SHORT EXERCISE
Render all of the items below as a JSON list of strings, one string per line, with blank lines omitted.

GIVEN DATA
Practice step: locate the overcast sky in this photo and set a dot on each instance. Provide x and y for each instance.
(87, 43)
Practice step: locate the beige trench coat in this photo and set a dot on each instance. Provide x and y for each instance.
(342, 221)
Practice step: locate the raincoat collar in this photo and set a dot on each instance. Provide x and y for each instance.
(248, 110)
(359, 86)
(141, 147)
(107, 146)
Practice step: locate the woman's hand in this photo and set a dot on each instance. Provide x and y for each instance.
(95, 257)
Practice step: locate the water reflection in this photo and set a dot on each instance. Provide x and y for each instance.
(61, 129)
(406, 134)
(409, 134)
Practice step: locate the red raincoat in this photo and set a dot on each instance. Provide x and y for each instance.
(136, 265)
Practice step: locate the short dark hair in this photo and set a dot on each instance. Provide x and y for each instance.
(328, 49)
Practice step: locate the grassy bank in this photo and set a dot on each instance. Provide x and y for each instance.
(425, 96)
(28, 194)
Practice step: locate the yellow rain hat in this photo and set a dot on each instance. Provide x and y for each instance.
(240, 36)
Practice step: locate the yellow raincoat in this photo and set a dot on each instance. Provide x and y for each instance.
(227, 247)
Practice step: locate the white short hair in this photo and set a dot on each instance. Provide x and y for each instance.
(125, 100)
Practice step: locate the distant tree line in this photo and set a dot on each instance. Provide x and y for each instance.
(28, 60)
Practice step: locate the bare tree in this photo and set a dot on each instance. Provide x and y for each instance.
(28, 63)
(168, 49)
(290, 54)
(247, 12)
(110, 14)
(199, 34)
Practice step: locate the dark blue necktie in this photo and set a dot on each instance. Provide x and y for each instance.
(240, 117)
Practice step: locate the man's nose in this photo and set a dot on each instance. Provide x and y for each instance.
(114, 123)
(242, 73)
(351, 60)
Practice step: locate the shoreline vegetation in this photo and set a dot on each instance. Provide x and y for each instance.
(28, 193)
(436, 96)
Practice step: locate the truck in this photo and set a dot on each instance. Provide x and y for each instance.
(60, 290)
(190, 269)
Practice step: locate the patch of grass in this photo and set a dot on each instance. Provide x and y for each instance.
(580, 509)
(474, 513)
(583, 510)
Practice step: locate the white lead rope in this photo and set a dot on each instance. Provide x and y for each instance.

ANSWER TO THE PROBLEM
[
  "Practice step: locate the overcast sky in this photo and set a dot on each instance. Provide x and y for each instance.",
  "(87, 43)",
  "Practice step: locate the beige trench coat in this photo and set a dot on each instance. Provide x and y for each instance.",
  "(342, 221)",
  "Practice step: locate the raincoat collar in this photo and set a dot on each instance. Provide x and y for each instance.",
  "(248, 110)",
  "(359, 86)",
  "(141, 147)",
  "(107, 146)",
  "Practice step: locate the woman's hand in this photo and set a dot on each instance. Provide x and y for each instance.",
  "(95, 257)",
  "Practice step: locate the water reflection in this photo and set a dot on each instance. Provide x and y for each instance.",
  "(61, 129)",
  "(406, 134)",
  "(409, 134)",
  "Practice step: locate the red raincoat in this photo and set a dot on each instance. Provide x and y for each instance.",
  "(136, 265)",
  "Practice step: locate the short dark hair in this photo and set a dot on each instance. Provide x and y for each instance.",
  "(328, 49)",
  "Practice step: locate the grassy bank in this photo and set a dot on each instance. Provide x and y for each instance.",
  "(425, 96)",
  "(28, 194)",
  "Practice step: locate the yellow rain hat in this photo and set a dot on each instance. Provide x and y for each instance.",
  "(240, 36)",
  "Practice step: locate the yellow raincoat in this photo and set a dot on each instance. Provide x and y for each instance.",
  "(227, 247)",
  "Practice step: locate the white short hair in this photo and set a dot on each instance. Provide x and y for each instance.",
  "(125, 100)",
  "Practice step: locate the distant tree line in this photo and set a dot on each instance. Provide x and y for each instance.",
  "(28, 60)",
  "Practice step: locate the bare tree in this photo and set a dot on each instance. Provide x and y for each instance.",
  "(28, 63)",
  "(168, 49)",
  "(290, 54)",
  "(247, 12)",
  "(110, 14)",
  "(199, 34)",
  "Practice step: locate the dark blue necktie in this photo and set a dot on each instance. Provide x and y for each instance.",
  "(240, 117)",
  "Practice step: locate the man's nose in this photo and set a dot on each instance. Provide x and y for each instance.",
  "(114, 123)",
  "(242, 73)",
  "(351, 60)",
  "Practice step: locate the shoreline vegetation in this photo and set a dot on each instance. Provide x and y for each instance.",
  "(28, 193)",
  "(436, 96)",
  "Practice step: locate the truck in this photo and set a dot on each instance. Provide x and y for each instance.",
  "(60, 290)",
  "(190, 269)",
  "Practice step: locate the patch of grass in this photo and set a dot on each instance. Provide x and y for each instance.",
  "(580, 509)",
  "(474, 513)",
  "(583, 510)",
  "Practice step: locate the white lead rope in this photo and set a dot on each instance. Provide x and y for each instance."
]